# Text segment
══════════════════════════════

# Luva bella meet up



## Julie

I am getting my juice on August 31st and maybe another one after Thanksgiving towards the end of their selling period. Like Bill said Luva's restaurant is closed so we won't be able to meet there for lunch. There is a Carrabas restaurant down the road in Boardman. Great Italian restaurant. Not sure if they would allow us to bring in our own wines but I can always ask.

So who would be interested?


----------



## ffemt128

Getting close to a due date, I'll probably take a rain check on this one...


----------



## Hokapsig

the first one takes a long time Doug. Besides, you're only an hour away....

What are you picking up Julie?


----------



## Runningwolf

Doug is pregnant?


----------



## Julie

I"m only picking up 2 buckets, Riesling and Chardonnay. I'll be headed up to Walkers later in Sept or early in Oct to pick up about 6 buckets up there.

What???????????? Doug's pregnant! :<


----------



## ffemt128

I'm planning on doing PA juices again this fall. I'll be seeing Dan several times once juice is ready. I still need to make a trip to Walkers. I have abouot 90 gallons on my want list for fall.


----------



## Terry0220

ffemt128 said:


> I'm planning on doing PA juices again this fall. I'll be seeing Dan several times once juice is ready. I still need to make a trip to Walkers. I have abouot 90 gallons on my want list for fall.



Looks like he is avoiding the question,,,but he is planning on seeing Dan several times this year


----------



## ffemt128

Terry0220 said:


> Looks like he is avoiding the question,,,but he is planning on seeing Dan several times this year


 
What question? No more kids in my future unless they are by marriage. Will have a grandson coming in about a month...


----------



## Julie

ffemt128 said:


> What question? No more kids in my future unless they are by marriage. Will have a grandson coming in about a month...



Well Doug, congrats on the new grandbaby, you have no idea how happy I am that you and Dan aren't having a baby!!!!!!!!!!!!!!!!!!


----------



## Terry0220

Awwww...how nice!! Congrats!!! Glad to hear it now the fun begins,,,,you get to spoil, feed high sugar treats and then send them home!

══════════════════════════════

# Supplied material
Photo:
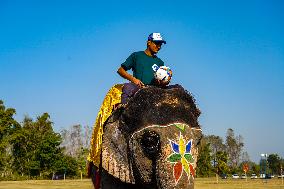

══════════════════════════════

# Short exercise A
Please say whether each statement agrees with the Luva bella meet-up thread, answering yes or no and quoting the deciding words: (i) Julie is picking up two buckets, Riesling and Chardonnay; (ii) Luva's restaurant is open for the lunch meet-up; (iii) ffemt128 has a grandson coming in about a month.
# Short exercise B
In the Luva bella meet-up thread, where is the Carrabas restaurant that Julie suggests?

# Expected answer A
(i) Yes: "only picking up 2 buckets, Riesling and Chardonnay"
(ii) No: "Luva's restaurant is closed so we won't be able to meet there for lunch"
(iii) Yes: "Will have a grandson coming in about a month"

# Expected answer B
Down the road in Boardman.